**Your goal:**
Determine how many lines of the entries below contain the word "jersey". State only that number.

# # # # # # #

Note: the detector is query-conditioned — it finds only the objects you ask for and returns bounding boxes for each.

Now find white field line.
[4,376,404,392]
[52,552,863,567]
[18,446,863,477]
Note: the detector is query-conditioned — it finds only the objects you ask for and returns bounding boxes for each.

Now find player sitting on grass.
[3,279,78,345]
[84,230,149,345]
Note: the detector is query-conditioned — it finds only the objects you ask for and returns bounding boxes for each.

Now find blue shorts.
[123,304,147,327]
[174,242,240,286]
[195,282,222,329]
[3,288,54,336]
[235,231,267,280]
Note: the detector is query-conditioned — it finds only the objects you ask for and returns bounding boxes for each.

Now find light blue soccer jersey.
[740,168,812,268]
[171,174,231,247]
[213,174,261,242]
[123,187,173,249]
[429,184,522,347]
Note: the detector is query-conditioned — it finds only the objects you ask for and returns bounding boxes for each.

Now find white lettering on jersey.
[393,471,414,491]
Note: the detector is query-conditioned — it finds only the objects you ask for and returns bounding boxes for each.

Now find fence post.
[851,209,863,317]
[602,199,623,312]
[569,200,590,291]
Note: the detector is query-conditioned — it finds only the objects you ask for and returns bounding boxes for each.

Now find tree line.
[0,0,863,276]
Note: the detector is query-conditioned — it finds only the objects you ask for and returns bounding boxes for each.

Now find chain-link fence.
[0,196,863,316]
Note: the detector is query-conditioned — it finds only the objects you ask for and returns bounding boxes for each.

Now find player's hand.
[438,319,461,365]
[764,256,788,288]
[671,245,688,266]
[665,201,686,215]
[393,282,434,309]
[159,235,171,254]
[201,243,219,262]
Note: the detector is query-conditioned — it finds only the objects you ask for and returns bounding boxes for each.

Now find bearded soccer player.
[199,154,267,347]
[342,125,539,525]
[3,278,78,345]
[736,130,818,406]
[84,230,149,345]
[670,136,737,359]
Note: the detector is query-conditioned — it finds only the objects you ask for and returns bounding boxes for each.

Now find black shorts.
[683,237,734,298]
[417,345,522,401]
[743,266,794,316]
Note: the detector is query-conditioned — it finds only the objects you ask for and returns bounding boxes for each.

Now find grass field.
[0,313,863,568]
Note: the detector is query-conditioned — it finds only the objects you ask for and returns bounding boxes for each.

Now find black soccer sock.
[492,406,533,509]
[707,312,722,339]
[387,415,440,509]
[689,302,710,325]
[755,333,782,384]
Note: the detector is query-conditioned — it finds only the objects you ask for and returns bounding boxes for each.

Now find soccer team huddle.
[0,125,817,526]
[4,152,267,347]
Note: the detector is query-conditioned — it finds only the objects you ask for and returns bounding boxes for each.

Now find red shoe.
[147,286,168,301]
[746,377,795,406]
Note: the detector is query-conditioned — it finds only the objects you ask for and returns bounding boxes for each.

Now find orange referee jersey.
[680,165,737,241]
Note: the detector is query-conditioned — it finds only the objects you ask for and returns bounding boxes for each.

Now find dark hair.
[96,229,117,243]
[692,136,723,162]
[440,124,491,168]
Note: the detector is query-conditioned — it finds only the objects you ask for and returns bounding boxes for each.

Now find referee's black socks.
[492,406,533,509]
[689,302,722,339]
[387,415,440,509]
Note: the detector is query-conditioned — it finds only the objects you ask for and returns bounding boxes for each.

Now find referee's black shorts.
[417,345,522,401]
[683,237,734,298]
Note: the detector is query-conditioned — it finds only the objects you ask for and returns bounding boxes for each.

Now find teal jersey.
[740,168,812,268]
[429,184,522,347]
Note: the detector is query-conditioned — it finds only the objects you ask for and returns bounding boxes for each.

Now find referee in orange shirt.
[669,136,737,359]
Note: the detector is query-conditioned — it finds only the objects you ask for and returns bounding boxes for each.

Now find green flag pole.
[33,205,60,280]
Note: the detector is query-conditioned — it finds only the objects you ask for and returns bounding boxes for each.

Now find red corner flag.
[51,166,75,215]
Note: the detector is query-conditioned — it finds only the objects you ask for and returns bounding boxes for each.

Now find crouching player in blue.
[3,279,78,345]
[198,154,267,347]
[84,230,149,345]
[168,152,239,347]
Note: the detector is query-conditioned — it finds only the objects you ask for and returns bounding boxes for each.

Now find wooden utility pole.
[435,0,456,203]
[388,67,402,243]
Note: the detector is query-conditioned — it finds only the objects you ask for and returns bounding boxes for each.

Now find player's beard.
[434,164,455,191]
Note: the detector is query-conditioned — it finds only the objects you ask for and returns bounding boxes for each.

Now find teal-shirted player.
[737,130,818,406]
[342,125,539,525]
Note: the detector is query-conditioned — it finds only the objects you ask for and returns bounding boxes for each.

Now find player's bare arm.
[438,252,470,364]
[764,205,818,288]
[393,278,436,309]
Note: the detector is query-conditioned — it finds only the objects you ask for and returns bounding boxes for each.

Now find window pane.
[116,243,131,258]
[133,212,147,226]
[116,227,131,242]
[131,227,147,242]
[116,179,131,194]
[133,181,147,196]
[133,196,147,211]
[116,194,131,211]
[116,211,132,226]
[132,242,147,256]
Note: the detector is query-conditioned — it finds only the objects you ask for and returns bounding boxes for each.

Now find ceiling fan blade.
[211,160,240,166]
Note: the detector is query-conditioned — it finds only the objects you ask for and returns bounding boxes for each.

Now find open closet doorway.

# # # # # # #

**Solution for this problem:**
4